## [WRITTEN PROBLEM]
Render all of the data below as a Markdown table with the columns Row and Text, giving each nonblank line its own numbered row. Omit the pictures from the table.

## [MATERIAL FOR THIS TASK]
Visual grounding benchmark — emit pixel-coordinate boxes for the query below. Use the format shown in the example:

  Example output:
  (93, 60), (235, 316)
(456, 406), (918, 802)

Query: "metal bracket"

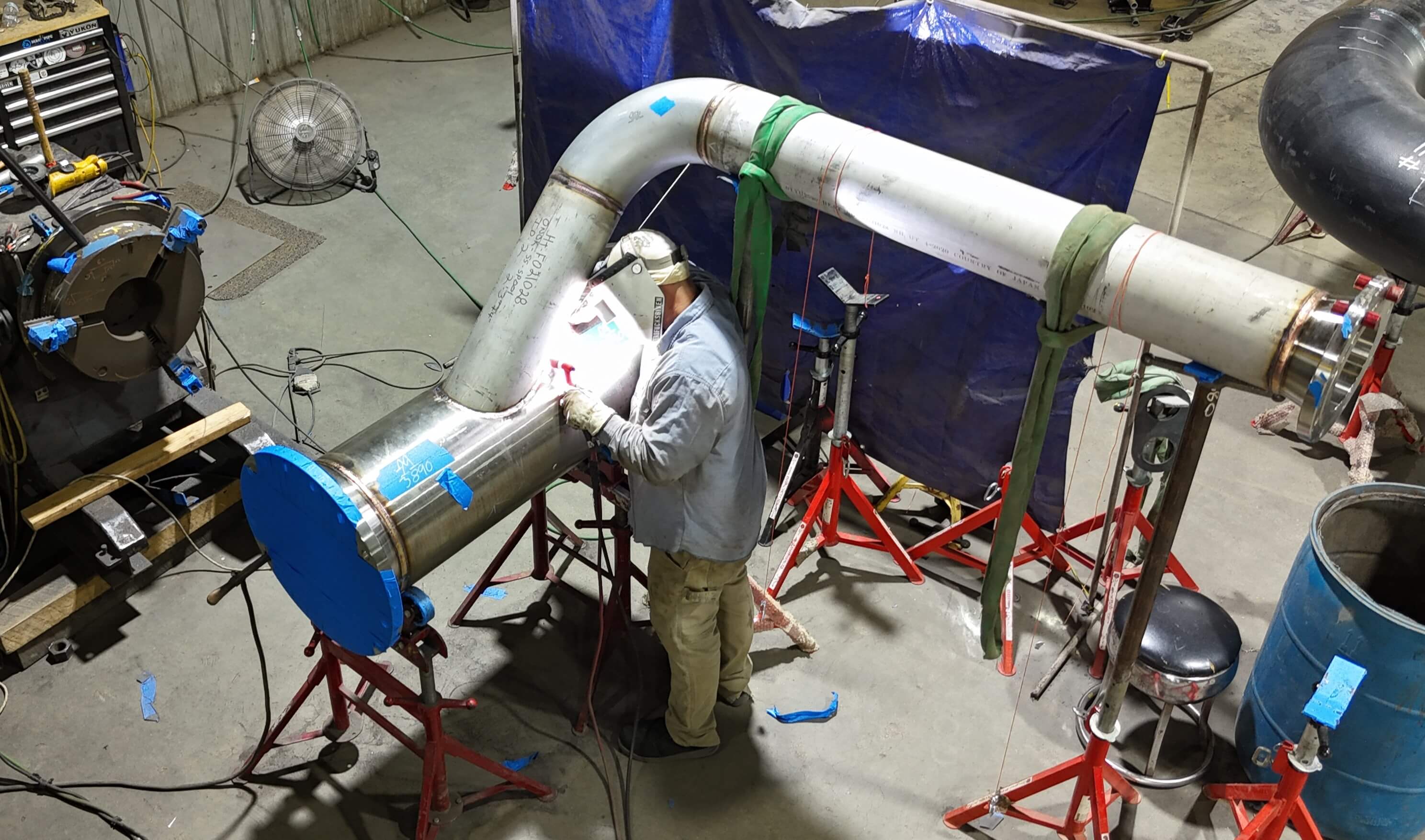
(1130, 383), (1191, 473)
(816, 268), (889, 306)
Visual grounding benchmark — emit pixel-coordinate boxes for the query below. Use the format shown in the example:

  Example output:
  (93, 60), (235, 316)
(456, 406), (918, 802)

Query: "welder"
(563, 231), (767, 762)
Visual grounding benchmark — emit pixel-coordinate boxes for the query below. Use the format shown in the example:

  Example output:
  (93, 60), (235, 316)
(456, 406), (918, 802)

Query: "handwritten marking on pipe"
(376, 440), (454, 500)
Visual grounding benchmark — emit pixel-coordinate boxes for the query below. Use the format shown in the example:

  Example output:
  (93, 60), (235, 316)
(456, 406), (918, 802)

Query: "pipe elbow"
(1257, 0), (1425, 282)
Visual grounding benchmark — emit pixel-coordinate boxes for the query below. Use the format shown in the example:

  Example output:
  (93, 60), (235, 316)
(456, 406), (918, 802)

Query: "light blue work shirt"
(599, 283), (767, 562)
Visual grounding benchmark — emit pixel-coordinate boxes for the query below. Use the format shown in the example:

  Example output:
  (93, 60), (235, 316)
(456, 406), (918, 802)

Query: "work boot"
(619, 717), (718, 762)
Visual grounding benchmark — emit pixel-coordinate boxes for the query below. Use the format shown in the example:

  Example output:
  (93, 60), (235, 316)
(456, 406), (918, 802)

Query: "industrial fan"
(248, 78), (381, 192)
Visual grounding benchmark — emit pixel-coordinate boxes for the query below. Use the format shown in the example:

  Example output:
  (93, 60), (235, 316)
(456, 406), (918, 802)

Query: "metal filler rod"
(1098, 381), (1222, 732)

## [SOLUTION TO THIS PROBLEM]
| Row | Text |
|---|---|
| 1 | Visual grounding benchmark — emit pixel-coordinate boxes for the query below. Use the format shown in the example: |
| 2 |   Example output: |
| 3 |   (93, 60), (235, 316) |
| 4 | (456, 406), (918, 802) |
| 5 | Query: "metal bracket" |
| 6 | (1130, 383), (1191, 473) |
| 7 | (816, 268), (889, 306) |
| 8 | Visual grounding benchmark — emit pixel-coordinate boxes for the query below. Use the format shown in the example: |
| 9 |   Example output: |
| 10 |   (93, 60), (235, 316) |
| 11 | (456, 406), (918, 802) |
| 12 | Query: "welder" |
| 13 | (563, 231), (767, 762) |
| 14 | Visual grounding benchmark — emit pixel-coordinate boxes for the query below. Use the format shown in the example: |
| 15 |   Example output: |
| 16 |   (93, 60), (235, 316) |
| 17 | (456, 406), (918, 802) |
| 18 | Query: "handwritten marking on pipe" |
| 19 | (376, 440), (454, 500) |
| 20 | Visual grounding benchmark — emit pixel-coordinate boxes for the query below. Use the format shown in the example: |
| 21 |   Example output: |
| 22 |   (93, 60), (235, 316) |
| 23 | (456, 406), (918, 802) |
| 24 | Query: "pipe elbow" |
| 25 | (1257, 0), (1425, 282) |
| 26 | Visual grounding benchmark — emit pixel-coordinate boxes for the query below. Use the format shown in the example: |
| 27 |   Example output: |
| 28 |   (93, 60), (235, 316) |
| 29 | (456, 406), (918, 802) |
| 30 | Query: "light blue work shirt" |
| 31 | (599, 283), (767, 562) |
| 32 | Visual grounding benchmark — emit pixel-coordinate boxes for the query below. Use the format shown in the example: |
| 33 |   Example output: |
| 34 |   (93, 60), (235, 316) |
| 35 | (456, 406), (918, 802) |
| 36 | Query: "work boot" |
| 37 | (619, 717), (718, 762) |
| 38 | Visual grounding benchmark — emit pixel-coordinate boxes for the query below. Use the format shown in the example: |
| 39 |   Example output: |
| 40 |   (93, 60), (235, 316) |
| 41 | (456, 406), (918, 802) |
| 42 | Query: "industrial fan" |
| 43 | (248, 78), (381, 192) |
| 44 | Visual grounding benchmark — emit pixel-coordinate boxes for the query below. Use the format shown in the example: |
| 45 |   Example output: |
| 46 |   (93, 60), (235, 316) |
| 47 | (456, 406), (918, 802) |
| 48 | Query: "metal filler rod" |
| 49 | (1098, 381), (1222, 732) |